◆ **What to produce**: Rescale the stretch from the line containing "One point lands on each instance of the power" through the last line, both included. Write out only those lines, requests too, with every coordinate in the answers multiplied by 1.7 and rounded to a whole number, halves rounded up.

◆ **Extracted material**:
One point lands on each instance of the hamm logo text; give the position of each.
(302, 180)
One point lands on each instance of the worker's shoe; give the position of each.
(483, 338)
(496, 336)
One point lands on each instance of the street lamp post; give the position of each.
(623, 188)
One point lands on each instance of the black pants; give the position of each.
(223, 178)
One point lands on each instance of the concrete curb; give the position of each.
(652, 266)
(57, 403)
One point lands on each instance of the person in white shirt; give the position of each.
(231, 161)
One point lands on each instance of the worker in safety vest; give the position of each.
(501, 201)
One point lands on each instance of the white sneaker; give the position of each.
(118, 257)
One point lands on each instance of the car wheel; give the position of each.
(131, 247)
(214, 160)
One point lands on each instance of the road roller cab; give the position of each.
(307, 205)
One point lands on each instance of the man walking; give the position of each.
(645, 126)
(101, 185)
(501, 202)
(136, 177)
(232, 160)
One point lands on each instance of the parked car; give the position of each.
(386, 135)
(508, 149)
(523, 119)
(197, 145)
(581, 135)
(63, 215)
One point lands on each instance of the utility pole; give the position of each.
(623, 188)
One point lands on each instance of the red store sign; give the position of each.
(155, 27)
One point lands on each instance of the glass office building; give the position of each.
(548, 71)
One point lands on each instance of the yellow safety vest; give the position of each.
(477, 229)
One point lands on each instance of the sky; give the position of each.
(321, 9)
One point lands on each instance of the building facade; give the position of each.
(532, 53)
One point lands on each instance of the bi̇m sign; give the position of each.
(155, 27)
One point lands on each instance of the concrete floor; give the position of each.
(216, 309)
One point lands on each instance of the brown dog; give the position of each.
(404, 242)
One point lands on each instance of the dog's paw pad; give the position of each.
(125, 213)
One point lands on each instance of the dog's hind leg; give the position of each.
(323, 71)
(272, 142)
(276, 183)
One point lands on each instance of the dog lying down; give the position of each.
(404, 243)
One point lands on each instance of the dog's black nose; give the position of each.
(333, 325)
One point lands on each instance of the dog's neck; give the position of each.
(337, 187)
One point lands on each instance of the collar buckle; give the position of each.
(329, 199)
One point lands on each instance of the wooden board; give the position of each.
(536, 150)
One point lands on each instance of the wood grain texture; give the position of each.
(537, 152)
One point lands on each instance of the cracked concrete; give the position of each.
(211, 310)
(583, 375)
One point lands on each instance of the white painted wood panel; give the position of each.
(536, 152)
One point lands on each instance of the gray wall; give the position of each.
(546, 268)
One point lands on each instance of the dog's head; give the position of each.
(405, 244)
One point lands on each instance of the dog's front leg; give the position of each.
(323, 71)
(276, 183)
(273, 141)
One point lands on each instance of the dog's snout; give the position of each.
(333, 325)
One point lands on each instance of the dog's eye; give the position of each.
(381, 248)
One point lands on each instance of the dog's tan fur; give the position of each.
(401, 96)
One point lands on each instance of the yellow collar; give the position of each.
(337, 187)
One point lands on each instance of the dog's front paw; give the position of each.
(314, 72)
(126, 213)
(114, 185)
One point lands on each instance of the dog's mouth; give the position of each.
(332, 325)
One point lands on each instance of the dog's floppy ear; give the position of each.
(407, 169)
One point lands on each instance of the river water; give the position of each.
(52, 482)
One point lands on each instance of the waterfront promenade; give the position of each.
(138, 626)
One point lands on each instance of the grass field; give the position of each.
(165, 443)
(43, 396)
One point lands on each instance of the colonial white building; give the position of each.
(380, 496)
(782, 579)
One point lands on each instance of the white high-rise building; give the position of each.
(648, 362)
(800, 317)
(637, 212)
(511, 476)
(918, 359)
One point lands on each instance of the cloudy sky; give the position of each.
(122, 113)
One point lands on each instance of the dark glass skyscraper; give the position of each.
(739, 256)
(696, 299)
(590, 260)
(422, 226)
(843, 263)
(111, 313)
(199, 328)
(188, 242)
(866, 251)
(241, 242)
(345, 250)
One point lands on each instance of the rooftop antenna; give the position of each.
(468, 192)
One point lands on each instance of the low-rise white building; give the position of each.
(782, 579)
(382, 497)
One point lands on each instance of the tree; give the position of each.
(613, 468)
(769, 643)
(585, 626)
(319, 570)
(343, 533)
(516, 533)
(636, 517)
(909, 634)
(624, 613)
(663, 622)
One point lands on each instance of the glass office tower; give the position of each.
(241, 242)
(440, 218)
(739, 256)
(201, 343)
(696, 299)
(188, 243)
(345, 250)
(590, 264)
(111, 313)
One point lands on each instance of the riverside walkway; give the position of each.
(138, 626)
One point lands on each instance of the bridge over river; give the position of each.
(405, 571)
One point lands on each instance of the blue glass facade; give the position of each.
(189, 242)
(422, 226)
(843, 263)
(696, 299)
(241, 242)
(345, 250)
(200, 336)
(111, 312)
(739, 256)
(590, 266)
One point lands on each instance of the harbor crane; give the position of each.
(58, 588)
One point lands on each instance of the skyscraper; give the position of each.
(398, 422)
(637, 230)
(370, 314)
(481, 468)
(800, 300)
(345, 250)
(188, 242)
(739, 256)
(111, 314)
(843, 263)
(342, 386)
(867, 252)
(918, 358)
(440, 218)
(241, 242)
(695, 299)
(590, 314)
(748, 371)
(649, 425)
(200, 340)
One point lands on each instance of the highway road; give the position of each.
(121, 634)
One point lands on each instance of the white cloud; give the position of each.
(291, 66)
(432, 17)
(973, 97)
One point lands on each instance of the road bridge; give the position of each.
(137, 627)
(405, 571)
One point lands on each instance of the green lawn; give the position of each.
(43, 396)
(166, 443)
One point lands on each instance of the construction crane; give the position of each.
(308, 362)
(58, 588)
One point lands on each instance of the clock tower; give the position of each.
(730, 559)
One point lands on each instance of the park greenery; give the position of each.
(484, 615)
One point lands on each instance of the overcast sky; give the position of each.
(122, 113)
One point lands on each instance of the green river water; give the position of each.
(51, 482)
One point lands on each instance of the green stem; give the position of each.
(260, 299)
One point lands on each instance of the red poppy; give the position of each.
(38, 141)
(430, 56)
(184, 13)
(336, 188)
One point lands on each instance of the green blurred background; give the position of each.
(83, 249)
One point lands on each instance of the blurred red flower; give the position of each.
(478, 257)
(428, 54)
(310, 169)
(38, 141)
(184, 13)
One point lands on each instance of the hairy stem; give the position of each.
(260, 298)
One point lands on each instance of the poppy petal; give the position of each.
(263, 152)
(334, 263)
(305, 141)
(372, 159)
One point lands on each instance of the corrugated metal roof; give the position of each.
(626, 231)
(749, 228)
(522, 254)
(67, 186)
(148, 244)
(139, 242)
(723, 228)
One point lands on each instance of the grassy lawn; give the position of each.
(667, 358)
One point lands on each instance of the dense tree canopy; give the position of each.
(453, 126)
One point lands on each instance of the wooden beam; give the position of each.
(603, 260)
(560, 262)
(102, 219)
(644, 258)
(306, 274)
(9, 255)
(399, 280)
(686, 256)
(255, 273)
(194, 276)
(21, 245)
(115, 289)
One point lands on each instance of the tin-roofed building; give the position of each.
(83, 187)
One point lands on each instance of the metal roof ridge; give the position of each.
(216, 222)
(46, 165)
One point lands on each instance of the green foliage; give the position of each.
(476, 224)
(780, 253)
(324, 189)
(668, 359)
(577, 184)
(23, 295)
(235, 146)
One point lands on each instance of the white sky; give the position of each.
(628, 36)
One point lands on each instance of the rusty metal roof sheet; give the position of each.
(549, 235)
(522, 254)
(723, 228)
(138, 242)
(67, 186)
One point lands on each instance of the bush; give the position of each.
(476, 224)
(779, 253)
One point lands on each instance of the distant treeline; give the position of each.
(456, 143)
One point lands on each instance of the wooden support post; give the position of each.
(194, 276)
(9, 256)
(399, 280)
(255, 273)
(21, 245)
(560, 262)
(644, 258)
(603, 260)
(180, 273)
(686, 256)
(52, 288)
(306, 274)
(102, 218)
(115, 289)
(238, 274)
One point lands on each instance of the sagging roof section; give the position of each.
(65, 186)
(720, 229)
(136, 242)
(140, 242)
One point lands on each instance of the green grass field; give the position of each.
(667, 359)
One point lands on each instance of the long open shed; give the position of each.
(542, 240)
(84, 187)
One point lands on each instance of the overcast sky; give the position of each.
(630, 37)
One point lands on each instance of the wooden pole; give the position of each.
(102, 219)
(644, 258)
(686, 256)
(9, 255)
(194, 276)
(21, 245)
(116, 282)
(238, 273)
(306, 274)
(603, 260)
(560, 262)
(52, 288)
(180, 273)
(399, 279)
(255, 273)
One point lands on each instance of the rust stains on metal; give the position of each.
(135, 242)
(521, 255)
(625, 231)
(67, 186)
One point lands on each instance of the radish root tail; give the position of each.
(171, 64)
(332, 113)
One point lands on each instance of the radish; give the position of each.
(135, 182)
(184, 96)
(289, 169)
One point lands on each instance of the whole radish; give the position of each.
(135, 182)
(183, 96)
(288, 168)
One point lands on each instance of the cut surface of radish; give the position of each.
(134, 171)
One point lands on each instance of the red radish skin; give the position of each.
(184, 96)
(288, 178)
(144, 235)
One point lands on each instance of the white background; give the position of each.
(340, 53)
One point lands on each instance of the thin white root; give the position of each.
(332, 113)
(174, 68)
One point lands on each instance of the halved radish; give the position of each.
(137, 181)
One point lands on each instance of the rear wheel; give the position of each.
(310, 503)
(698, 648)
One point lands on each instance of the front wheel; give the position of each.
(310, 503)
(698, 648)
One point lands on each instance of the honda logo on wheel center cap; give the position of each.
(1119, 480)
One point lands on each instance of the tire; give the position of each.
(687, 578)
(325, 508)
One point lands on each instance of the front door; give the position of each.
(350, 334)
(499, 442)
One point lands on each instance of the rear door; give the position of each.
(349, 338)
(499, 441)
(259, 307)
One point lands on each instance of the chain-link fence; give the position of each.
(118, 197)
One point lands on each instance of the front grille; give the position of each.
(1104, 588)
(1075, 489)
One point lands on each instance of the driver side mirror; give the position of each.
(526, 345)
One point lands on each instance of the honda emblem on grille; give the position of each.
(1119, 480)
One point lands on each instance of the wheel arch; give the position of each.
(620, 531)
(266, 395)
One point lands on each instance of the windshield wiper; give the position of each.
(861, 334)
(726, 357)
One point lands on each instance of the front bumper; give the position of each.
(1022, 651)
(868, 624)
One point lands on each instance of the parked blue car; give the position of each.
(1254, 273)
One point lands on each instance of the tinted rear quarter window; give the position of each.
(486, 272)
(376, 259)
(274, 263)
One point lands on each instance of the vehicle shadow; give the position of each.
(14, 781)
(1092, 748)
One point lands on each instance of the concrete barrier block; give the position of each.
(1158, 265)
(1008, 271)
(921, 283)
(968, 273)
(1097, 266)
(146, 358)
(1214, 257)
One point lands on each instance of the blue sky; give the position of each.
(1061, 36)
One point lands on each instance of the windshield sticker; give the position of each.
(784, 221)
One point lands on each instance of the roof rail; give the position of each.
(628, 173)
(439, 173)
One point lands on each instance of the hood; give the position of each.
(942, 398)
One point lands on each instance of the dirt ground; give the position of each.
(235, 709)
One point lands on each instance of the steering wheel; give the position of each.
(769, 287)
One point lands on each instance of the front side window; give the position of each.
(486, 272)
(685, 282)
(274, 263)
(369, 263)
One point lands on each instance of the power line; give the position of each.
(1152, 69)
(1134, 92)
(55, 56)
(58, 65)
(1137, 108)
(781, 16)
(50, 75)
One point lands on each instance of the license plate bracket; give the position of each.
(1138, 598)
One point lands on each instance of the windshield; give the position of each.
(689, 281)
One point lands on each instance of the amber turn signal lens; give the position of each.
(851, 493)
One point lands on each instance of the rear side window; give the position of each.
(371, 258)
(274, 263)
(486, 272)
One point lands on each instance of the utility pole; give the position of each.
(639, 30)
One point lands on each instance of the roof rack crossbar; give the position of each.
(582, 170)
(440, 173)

◆ **Written response**:
One point lands on each instance of the power line; give the position of each.
(1958, 117)
(1928, 156)
(94, 95)
(99, 111)
(1933, 184)
(1328, 27)
(85, 128)
One point lands on each instance of the license plate bracket; give the position of each.
(1935, 1017)
One point lands on each instance of the windshield; give the position of each.
(1171, 478)
One point lands on each instance of the amber turn signal lens; give the position of each.
(1447, 838)
One point lands on each instance of the rear side window; give the position of each.
(631, 439)
(466, 447)
(826, 462)
One point lands on each instance of the utility pole; give the position of each.
(1086, 51)
One point lands on each instance of the roof rack crossbar; give the position of each.
(989, 289)
(748, 294)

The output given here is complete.